- ТЕКСТ ДЛЯ ЧТЕНИЯ -
+++

В сборнике «Дали» 29 стихотворений. Идея-теза «разум – ничто» присутствует из них в 22-х. Идея-антитеза «страсть – все» присутствует в 18-ти. Средство их синтеза, тема будущего, присутствует в 13-ти (как правило, только в сочетании с одной или обеими из предыдущих идей: она при них – вспомогательная). Посмотрим, как конкретизируются эти идеи и их сочетания в каждом из отдельных стихотворений сборника. Мы попробуем сформулировать (повторив брюсовское извинение за неизбежность упрощения) идейное содержание каждого стихотворения, чтобы охватить все 29.

Сперва – группа стихотворений, в которых идея-теза «разум – ничто» выступает в чистом виде, без всякого оттенения: здесь нет еще синтеза, а только детализация. «Наука не может исчерпать тайны вселенной» (содержание стихотворения «Загадка сфинкса»). «Все достижения мировой культуры – мгновение в вечности, ничто с точки зрения вселенной» (стихотворение «От Перикла до Ленина»). «Прошлое ничтожно, бесполезно и невоскресимо» («Годы в былом»). «Мы знаем вселенную умом, но бессильны в ней делом: смиримся же перед марсианами» («Мы и те»). «Но и марсиан в мире нет: и они за нас ничего не сделают» («Разочарование»). «Разум не одолевает законов мира, но сам не замечает того, тешится игрушками культуры и вырождается в веру» («Принцип относительности»). «Культура не спасает человечество от недолговечности, как тропики не спасают землю от тундры» («Мы все – Робинзоны»). Всего 7 стихотворений.

+++

- ИСХОДНЫЕ МАТЕРИАЛЫ -
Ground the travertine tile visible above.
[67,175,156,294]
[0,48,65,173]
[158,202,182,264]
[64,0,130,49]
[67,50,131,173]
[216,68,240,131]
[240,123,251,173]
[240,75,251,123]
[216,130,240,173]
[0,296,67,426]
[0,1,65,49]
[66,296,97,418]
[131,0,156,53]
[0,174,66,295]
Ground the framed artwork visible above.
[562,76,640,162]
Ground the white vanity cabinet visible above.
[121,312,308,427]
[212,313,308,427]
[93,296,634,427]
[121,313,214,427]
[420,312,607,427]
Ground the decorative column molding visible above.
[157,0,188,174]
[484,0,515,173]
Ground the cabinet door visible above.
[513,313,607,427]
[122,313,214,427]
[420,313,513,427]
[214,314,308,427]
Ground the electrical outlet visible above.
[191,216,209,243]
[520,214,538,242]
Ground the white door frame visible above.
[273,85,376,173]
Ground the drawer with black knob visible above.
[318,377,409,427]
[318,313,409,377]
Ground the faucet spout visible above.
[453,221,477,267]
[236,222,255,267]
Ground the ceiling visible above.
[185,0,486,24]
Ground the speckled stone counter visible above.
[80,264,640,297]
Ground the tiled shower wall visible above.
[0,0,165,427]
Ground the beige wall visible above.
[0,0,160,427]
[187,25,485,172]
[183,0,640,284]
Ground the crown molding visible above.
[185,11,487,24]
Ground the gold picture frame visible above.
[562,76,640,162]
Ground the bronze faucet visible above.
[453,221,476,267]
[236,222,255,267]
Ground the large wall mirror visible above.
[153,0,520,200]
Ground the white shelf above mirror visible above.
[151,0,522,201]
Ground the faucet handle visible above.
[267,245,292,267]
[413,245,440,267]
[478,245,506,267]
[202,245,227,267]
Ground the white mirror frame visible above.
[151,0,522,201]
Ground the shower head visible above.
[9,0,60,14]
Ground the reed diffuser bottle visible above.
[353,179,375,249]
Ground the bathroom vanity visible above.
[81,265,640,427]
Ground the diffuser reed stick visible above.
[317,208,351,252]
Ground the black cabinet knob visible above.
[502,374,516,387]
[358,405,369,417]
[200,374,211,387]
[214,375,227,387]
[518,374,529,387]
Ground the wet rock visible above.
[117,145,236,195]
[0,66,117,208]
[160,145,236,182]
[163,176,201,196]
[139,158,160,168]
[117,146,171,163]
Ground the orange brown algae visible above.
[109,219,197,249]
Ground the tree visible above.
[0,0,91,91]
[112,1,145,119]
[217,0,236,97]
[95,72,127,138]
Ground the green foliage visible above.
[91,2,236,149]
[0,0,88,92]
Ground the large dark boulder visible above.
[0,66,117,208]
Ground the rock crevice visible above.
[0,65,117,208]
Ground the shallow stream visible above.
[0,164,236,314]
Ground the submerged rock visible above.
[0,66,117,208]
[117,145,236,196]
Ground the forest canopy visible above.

+++

- ЧТО СДЕЛАТЬ -
Пожалуйста, выпишите дословно отрывок из текста о сборнике «Дали» от слов «Сперва – группа стихотворений, в» до слов «Всего 7 стихотворений.» включительно.

- ВЫПОЛНЕННОЕ ЗАДАНИЕ -
Сперва – группа стихотворений, в которых идея-теза «разум – ничто» выступает в чистом виде, без всякого оттенения: здесь нет еще синтеза, а только детализация. «Наука не может исчерпать тайны вселенной» (содержание стихотворения «Загадка сфинкса»). «Все достижения мировой культуры – мгновение в вечности, ничто с точки зрения вселенной» (стихотворение «От Перикла до Ленина»). «Прошлое ничтожно, бесполезно и невоскресимо» («Годы в былом»). «Мы знаем вселенную умом, но бессильны в ней делом: смиримся же перед марсианами» («Мы и те»). «Но и марсиан в мире нет: и они за нас ничего не сделают» («Разочарование»). «Разум не одолевает законов мира, но сам не замечает того, тешится игрушками культуры и вырождается в веру» («Принцип относительности»). «Культура не спасает человечество от недолговечности, как тропики не спасают землю от тундры» («Мы все – Робинзоны»). Всего 7 стихотворений.